PROPOSED CITY OF GREENHAVEN BILL STALLS, AS SOME SEEK ATLANTA ANNEXATION written March 6, 2018 by GLORIA Tatum and With additional reporting by Matthew Charles Cardinale in an article from “Atlanta Progressive News” Full article can be read here
Here’s the highlights from citizen input.
“We have met all the criteria that other cities have met since 2000. We have worked at this for four years and we are the only people in DeKalb County that have not had one chance to vote on cityhood,” Dr. Kathryn Rice, Chair of the Concerned Citizens for Cityhood of South DeKalb, said in favor of Greenhaven.
Jean Bordeaux from Pine Lake was concerned that the care and maintenance of county road rights of way that was not included in the feasibility study of Greenhaven.
Mayor Patricia Wheeler of Stone Mountain, opposed the the bill because Greenhaven totally surrounds her city and makes it impossible to annex.

■ TO DO
- a) From the article on the proposed city of Greenhaven, list every person whose citizen input is summarized.
- b) According to the article on the proposed city of Greenhaven, how long does Dr. Kathryn Rice say her group has worked for cityhood?

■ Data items

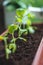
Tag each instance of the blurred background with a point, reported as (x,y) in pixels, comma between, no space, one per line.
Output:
(8,9)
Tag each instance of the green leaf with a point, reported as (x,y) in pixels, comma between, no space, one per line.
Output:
(30,15)
(22,39)
(20,12)
(31,30)
(12,28)
(10,8)
(21,31)
(1,37)
(29,22)
(18,19)
(13,47)
(7,53)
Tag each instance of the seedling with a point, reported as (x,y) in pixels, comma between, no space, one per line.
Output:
(24,17)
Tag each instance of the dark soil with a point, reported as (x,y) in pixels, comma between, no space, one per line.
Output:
(25,52)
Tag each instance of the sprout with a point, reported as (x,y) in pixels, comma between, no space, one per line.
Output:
(7,53)
(1,37)
(12,47)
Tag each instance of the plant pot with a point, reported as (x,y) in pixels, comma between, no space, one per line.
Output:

■ SOLVED TASKS
- a) Dr. Kathryn Rice, Jean Bordeaux, Mayor Patricia Wheeler

- b) Four years.